═══ Material provided ═══
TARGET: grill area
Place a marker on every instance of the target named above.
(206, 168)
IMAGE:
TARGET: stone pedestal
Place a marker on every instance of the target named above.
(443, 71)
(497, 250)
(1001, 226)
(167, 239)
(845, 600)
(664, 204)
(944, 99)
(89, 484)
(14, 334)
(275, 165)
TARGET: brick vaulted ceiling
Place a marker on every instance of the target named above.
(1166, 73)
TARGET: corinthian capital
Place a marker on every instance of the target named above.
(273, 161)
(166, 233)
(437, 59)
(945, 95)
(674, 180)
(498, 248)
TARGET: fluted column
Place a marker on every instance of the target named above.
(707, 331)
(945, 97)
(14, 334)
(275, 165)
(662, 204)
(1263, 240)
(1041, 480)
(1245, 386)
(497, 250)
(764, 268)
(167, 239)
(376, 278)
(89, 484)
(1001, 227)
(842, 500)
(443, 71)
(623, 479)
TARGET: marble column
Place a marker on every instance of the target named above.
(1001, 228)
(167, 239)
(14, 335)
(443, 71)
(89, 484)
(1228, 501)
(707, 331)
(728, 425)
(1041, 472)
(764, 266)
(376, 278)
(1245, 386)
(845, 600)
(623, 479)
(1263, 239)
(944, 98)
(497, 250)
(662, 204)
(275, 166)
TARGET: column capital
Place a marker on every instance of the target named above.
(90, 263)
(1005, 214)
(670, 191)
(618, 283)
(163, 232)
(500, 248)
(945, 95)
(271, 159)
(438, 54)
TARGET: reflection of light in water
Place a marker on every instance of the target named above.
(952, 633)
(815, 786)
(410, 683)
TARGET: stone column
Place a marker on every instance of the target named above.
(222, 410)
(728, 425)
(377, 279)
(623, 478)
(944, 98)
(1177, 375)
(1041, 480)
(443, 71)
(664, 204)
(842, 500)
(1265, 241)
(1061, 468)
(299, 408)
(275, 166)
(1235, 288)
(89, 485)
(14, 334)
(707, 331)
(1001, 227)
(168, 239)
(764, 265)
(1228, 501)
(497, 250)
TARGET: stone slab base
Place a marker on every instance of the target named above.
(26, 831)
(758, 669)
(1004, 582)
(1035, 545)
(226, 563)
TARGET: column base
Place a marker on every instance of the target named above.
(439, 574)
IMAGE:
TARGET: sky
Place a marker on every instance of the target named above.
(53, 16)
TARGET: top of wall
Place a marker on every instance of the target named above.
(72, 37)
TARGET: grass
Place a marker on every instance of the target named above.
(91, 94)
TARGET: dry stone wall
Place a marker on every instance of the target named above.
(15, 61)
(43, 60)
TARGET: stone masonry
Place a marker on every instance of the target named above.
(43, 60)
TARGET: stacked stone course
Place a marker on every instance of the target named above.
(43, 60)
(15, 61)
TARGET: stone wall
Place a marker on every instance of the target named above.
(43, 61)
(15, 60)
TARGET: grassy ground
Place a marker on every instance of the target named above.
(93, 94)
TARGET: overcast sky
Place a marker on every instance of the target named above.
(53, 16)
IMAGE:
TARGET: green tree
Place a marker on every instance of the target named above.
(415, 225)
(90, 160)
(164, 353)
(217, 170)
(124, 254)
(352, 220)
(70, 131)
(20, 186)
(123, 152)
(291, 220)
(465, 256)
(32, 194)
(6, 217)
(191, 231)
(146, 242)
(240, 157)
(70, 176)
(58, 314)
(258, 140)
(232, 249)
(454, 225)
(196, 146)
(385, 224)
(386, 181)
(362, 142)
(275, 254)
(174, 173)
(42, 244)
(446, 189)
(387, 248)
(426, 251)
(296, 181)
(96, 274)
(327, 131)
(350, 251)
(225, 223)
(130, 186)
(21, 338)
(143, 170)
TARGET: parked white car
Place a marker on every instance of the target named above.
═══
Set problem: Render the rows above as a Markdown table, starting with the line that contains "TARGET: stacked stone course" and going on through the last line of the rows. Use the columns Num and Line, put a running number in Num, and skip blank lines.

Output for this exercise:
| Num | Line |
|---|---|
| 1 | TARGET: stacked stone course |
| 2 | Place a marker on every instance of the target named above. |
| 3 | (43, 60) |
| 4 | (15, 61) |
| 5 | TARGET: stone wall |
| 6 | Place a marker on every instance of the target named above. |
| 7 | (43, 61) |
| 8 | (15, 60) |
| 9 | TARGET: grassy ground |
| 10 | Place a marker on every instance of the target named above. |
| 11 | (93, 94) |
| 12 | TARGET: overcast sky |
| 13 | Place a marker on every instance of the target named above. |
| 14 | (53, 16) |
| 15 | IMAGE: |
| 16 | TARGET: green tree |
| 17 | Place a marker on every instance of the target named above. |
| 18 | (415, 225) |
| 19 | (90, 160) |
| 20 | (164, 353) |
| 21 | (217, 170) |
| 22 | (124, 254) |
| 23 | (352, 220) |
| 24 | (70, 131) |
| 25 | (20, 186) |
| 26 | (123, 152) |
| 27 | (291, 220) |
| 28 | (465, 256) |
| 29 | (32, 194) |
| 30 | (6, 217) |
| 31 | (191, 231) |
| 32 | (146, 242) |
| 33 | (240, 157) |
| 34 | (70, 176) |
| 35 | (58, 314) |
| 36 | (258, 140) |
| 37 | (232, 249) |
| 38 | (454, 225) |
| 39 | (196, 146) |
| 40 | (385, 224) |
| 41 | (386, 181) |
| 42 | (362, 142) |
| 43 | (275, 254) |
| 44 | (174, 173) |
| 45 | (42, 244) |
| 46 | (446, 189) |
| 47 | (387, 248) |
| 48 | (426, 251) |
| 49 | (296, 181) |
| 50 | (96, 274) |
| 51 | (327, 131) |
| 52 | (350, 251) |
| 53 | (225, 223) |
| 54 | (130, 186) |
| 55 | (21, 338) |
| 56 | (143, 170) |
| 57 | TARGET: parked white car |
| 58 | Place a marker on every instance of the target named above. |